## Work item
In the text on the GuardKit task workflow below, retype the stretch from "Phase 5.5: Plan" through "with parallel execution." word for word.

## Provided text
1. Review the implementation guide:
   tasks/backlog/pack-list-feature/IMPLEMENTATION-GUIDE.md

2. Start Wave 1 (foundation must complete first):
   /task-work TASK-PL-001

3. After Wave 1, run Wave 2 in parallel with Conductor

4. After Wave 2, run Wave 3 in parallel with Conductor

The Task Workflow Commands

/task-create   - Creates a task from a plan
/task-work     - Works on the task with quality gates
/task-complete - Completes with automatic test execution

The GuardKit Workflow

The full task-work workflow includes several phases, some added as we discovered gaps along the way:

Phase 1.6: Clarifying Questions (complexity-gated)

Phase 2: Implementation Planning (Markdown format)

Phase 2.5: Architectural Review (SOLID/DRY/YAGNI scoring)

Phase 2.7: Complexity Evaluation (0-10 scale)

Phase 2.8: Human Checkpoint (if complexity ≥7 or review required)

Phase 3: Implementation (using approriate subagents)

Phase 4: Testing (compilation + coverage)

Phase 4.5: Test Enforcement Loop (auto-fix up to 3 attempts)

Phase 5: Code Review

Phase 5.5: Plan Audit (scope creep detection)

Note that the crazy phase numbering reflects the evolutionary discovery of these as we experimented with ideas.

The Parallel Development Unlock

All of these quality gates add overhead to each task - so what's the point? The real unlock came from combining this with parallel execution.

Working on 2, 3, and 4 things simultaneously in Conductor. That's the "aha" moment. That's where the productivity gains actually lie, provided the tasks' output is of good quality. That's the challenge I've been trying to work out how to meet.

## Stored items

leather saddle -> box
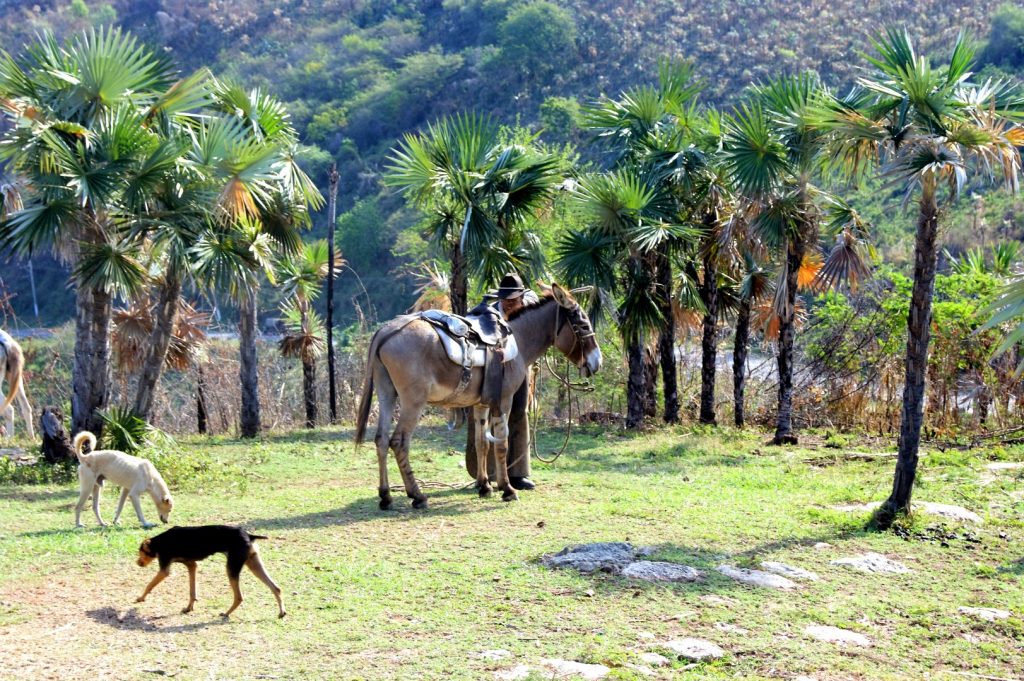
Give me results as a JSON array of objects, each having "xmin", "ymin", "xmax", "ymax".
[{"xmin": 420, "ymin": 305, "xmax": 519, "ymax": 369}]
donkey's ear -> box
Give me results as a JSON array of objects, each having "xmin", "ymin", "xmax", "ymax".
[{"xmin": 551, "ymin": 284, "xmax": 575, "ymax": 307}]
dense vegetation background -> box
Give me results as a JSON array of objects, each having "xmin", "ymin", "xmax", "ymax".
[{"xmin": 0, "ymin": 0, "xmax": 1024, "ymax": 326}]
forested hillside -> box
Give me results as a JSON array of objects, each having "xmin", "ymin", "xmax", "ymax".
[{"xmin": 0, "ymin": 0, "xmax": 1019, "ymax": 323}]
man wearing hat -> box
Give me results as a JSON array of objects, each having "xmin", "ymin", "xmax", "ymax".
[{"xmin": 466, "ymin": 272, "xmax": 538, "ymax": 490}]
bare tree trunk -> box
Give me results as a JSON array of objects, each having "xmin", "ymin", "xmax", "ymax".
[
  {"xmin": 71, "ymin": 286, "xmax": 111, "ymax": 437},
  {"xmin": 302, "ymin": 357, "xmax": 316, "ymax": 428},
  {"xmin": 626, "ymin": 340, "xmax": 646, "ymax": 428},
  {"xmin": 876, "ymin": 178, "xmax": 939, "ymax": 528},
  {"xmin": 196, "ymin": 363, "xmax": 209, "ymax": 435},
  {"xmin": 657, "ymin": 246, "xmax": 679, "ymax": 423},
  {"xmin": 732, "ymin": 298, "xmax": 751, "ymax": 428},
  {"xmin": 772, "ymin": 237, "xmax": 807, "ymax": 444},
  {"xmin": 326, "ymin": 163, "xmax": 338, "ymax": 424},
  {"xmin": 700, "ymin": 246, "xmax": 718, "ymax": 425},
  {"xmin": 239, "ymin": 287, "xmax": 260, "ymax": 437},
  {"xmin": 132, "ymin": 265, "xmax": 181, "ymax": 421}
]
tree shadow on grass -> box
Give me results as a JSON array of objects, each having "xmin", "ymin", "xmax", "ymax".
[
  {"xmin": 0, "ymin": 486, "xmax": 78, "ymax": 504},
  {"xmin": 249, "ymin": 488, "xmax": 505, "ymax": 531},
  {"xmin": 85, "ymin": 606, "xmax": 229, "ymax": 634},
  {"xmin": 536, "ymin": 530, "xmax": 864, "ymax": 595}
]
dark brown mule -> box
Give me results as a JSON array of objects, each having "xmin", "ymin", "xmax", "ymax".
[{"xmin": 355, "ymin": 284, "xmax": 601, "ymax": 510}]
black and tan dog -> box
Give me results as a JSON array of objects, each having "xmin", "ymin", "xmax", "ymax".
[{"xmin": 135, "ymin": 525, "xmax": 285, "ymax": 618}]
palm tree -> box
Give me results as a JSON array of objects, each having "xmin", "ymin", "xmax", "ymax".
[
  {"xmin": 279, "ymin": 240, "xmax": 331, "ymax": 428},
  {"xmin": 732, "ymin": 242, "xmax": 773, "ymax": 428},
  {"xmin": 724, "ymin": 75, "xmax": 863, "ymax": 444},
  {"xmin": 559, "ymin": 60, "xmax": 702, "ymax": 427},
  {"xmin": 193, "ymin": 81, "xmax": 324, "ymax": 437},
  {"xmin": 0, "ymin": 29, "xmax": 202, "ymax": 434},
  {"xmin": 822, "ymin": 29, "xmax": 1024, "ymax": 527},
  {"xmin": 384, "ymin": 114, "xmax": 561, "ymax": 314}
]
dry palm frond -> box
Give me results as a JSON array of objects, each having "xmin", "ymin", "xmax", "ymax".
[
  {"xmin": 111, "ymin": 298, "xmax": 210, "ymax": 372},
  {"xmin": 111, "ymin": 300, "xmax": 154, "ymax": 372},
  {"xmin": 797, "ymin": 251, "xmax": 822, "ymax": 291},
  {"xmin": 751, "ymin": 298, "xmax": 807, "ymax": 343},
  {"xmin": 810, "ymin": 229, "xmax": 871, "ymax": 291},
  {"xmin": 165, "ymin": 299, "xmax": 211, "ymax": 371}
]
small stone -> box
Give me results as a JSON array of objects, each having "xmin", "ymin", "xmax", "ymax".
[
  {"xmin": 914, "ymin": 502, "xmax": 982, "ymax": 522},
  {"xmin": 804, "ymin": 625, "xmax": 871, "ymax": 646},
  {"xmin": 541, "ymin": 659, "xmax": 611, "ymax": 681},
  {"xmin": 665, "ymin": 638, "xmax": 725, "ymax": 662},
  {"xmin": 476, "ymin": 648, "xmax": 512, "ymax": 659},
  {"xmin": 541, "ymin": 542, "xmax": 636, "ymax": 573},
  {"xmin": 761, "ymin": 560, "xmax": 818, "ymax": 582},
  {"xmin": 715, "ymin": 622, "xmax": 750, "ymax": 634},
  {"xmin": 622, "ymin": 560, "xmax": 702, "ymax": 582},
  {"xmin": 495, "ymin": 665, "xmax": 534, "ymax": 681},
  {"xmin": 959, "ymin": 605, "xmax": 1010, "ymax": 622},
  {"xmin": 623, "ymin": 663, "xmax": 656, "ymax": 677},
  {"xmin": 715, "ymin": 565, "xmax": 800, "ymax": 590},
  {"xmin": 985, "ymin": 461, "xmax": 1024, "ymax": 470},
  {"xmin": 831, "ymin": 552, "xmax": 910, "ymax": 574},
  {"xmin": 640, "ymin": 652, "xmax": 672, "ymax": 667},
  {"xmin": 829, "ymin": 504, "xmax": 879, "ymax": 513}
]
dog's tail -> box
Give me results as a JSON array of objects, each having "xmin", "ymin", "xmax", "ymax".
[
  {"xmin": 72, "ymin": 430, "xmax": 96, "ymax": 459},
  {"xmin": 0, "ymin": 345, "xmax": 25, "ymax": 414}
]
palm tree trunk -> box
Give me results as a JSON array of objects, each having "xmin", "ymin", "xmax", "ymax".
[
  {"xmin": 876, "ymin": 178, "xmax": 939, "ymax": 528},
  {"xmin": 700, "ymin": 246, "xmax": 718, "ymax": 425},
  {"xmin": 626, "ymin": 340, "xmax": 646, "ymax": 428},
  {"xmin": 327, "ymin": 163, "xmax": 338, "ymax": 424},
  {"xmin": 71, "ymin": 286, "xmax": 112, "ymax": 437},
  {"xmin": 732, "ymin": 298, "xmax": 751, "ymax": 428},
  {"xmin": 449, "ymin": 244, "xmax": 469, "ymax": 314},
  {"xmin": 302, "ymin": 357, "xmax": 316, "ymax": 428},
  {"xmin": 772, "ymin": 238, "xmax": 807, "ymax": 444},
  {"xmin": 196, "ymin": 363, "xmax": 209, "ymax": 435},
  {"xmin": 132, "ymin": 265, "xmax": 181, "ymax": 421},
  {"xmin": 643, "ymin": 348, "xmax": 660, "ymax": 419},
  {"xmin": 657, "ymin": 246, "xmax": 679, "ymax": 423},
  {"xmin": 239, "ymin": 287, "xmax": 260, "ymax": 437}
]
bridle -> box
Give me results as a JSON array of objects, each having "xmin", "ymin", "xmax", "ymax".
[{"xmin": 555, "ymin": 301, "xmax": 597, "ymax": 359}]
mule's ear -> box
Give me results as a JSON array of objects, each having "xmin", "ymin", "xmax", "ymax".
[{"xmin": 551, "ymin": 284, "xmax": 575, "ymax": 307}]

## Completed exercise
Phase 5.5: Plan Audit (scope creep detection)

Note that the crazy phase numbering reflects the evolutionary discovery of these as we experimented with ideas.

The Parallel Development Unlock

All of these quality gates add overhead to each task - so what's the point? The real unlock came from combining this with parallel execution.